PEF-assisted extraction of anthocyanins and carotenoids was studied in Pinot Noir and Merlot wine grapes (Vitis vinifera L.) and the purées of coloured carrot cultivars (Daucus carota subsp. sativus). The phytochemical contents and 2,2-diphenyl-1-picrylhydrazyl (DPPH) scavenging activities of grape juices and carrot purées following PEF treatments were assessed. Their bioprotective capacities were evaluated based on the health and integrity of human intestinal epithelial (Caco-2) cells by using 3-(4,5-dimethylthiazol-2-yl)-2,5-diphenyltetrazolium bromide cell viability, lactate dehydrogenase leakage and nitric oxide production, against hydrogen peroxide induced oxidative stress, as markers.

PEF treatment at 70 kJ/kg (1.5 kV/cm, 50 Hz, 1033 pulses, 20 μs pulse width) produced grape juices with high total anthocyanin contents during cold maceration (0, 2, 4, 8 and 14 days) particularly for the Merlot cultivar where the release of malvidin-3-O-glucoside, malvidin-3-O-(6-acetyl)-glucoside, malvidin-3-O-6-(p-coumaroyl)-glucoside, cyanidin-3-O-glucoside was greatly accelerated. PEF-treated Merlot and Pinot Noir mashes produced grape juices with increased bioprotective capacities after maceration for 2 and 8 days, respectively, compared to untreated juices. PEF treatment at 0.8 kV/cm (15 Hz, 461 pulses, 20 μs pulse width, 35 kJ/kg) was sufficient to increase the extractability of carotenoids from Yellow Solar and Nantes greater than in Nutri Red and Purple Haze carrot cultivars. These purées exhibited better bioprotective capacities after PEF treatment at 303 kJ/kg (0.5 kV/cm, 300 Hz, 8649 pulses, 20 μs pulse width). While PEF processing at low electric field strengths was effective in extracting more carotenoids from carrot purées and improving their bioprotective capacities, the applied processing parameters modified the catalytic reaction and thermal stability of ascorbic acid oxidase (AAO). Carrot AAO became more thermolabile following PEF processing. PEF at 0.8 kV/cm (15 Hz, 461 pulses, 20 μs pulse width, 35 kJ/kg) reduced variations in the thermal stability of AAO between carrot cultivars. Hence, this enzyme can then be completely thermally inactivated in a narrow range of processing temperature and time combinations after PEF.

▶ **WHAT TO DO**
List every carrot cultivar named in the text on PEF-assisted extraction.

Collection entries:

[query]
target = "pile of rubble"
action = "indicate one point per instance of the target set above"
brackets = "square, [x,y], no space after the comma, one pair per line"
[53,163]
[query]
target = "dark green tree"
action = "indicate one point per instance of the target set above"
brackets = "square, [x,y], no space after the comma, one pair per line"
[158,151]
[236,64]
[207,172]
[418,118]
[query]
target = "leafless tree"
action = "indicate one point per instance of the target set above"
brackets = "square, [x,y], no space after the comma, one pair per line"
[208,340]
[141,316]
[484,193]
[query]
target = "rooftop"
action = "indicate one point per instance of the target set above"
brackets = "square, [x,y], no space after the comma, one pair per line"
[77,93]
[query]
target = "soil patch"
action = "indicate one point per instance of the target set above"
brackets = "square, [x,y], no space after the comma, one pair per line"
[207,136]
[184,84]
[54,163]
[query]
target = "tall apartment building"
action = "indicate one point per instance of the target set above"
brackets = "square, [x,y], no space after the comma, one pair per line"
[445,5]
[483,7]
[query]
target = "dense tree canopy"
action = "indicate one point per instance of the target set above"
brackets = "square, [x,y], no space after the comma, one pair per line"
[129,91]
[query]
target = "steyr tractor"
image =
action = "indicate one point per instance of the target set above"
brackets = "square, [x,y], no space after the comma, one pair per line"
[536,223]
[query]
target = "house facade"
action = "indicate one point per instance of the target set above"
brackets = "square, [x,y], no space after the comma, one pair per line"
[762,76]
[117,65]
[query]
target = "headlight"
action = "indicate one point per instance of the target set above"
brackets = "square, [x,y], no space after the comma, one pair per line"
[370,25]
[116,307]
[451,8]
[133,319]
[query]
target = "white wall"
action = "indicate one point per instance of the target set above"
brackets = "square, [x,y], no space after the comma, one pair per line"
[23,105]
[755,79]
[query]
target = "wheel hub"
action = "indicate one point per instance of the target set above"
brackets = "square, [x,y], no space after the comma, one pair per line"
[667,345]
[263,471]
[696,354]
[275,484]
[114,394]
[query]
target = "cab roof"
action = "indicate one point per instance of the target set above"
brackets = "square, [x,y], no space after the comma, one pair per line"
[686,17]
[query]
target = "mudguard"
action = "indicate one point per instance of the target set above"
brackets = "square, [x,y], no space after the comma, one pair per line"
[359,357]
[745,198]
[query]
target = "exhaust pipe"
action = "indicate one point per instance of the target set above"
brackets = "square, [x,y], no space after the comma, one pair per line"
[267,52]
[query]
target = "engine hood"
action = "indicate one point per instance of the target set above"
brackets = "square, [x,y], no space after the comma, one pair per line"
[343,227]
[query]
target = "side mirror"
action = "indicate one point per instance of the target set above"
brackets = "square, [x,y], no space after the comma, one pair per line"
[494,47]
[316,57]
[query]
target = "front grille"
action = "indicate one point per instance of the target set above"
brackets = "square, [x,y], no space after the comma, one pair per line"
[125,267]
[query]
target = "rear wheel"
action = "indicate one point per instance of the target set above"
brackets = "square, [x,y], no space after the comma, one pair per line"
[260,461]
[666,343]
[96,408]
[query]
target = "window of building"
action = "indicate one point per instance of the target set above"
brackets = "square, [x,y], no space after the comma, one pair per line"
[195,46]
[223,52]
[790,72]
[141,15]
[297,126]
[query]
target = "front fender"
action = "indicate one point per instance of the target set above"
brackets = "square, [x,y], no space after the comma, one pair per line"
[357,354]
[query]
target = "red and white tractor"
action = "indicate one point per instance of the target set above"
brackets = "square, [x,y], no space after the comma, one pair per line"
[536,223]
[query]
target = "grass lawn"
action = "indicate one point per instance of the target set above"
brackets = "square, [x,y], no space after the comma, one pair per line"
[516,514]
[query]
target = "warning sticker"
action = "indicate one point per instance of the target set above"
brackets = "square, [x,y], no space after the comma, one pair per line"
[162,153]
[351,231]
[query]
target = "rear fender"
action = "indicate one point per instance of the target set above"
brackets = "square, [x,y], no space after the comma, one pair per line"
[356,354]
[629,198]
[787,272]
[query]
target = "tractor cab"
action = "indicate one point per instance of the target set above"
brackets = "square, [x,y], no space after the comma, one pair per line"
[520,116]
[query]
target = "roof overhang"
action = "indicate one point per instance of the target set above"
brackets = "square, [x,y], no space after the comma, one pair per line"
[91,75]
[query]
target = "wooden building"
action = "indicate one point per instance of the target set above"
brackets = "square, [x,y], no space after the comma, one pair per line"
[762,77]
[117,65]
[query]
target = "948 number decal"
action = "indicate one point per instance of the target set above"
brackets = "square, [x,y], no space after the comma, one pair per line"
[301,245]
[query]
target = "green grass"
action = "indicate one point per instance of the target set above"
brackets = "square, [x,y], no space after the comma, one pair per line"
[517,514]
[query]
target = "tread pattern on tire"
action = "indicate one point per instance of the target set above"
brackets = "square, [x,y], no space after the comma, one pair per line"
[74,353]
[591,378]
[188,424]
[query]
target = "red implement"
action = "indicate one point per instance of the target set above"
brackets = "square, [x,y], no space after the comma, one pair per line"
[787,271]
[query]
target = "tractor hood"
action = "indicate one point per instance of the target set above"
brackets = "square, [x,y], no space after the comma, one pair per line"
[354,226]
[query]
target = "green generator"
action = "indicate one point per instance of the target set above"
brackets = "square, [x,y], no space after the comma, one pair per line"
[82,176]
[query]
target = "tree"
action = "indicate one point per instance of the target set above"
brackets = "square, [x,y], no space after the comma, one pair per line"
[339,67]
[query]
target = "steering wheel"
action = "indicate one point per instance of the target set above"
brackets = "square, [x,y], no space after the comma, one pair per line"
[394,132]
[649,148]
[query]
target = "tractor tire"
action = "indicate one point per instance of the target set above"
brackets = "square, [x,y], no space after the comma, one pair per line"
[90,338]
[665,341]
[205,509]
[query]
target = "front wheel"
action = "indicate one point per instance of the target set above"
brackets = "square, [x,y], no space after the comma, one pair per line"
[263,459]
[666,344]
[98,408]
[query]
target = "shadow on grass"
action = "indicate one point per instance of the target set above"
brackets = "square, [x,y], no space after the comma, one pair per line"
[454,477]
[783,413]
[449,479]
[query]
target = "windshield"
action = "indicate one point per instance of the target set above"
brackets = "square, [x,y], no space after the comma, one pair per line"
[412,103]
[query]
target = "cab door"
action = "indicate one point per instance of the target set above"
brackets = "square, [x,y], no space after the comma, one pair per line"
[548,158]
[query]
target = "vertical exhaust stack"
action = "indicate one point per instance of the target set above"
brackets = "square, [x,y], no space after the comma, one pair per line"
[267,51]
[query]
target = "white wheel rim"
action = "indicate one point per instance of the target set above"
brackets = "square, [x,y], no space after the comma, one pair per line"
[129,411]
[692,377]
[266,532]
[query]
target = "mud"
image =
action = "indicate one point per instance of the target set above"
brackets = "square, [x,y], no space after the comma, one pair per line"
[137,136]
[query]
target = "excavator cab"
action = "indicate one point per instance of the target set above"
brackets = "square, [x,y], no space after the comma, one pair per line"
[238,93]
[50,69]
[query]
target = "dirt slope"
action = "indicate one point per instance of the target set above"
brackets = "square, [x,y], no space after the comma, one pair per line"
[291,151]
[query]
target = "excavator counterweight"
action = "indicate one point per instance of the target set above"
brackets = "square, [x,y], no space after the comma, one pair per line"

▶ **EXERCISE ANSWER**
Yellow Solar, Nantes, Nutri Red, Purple Haze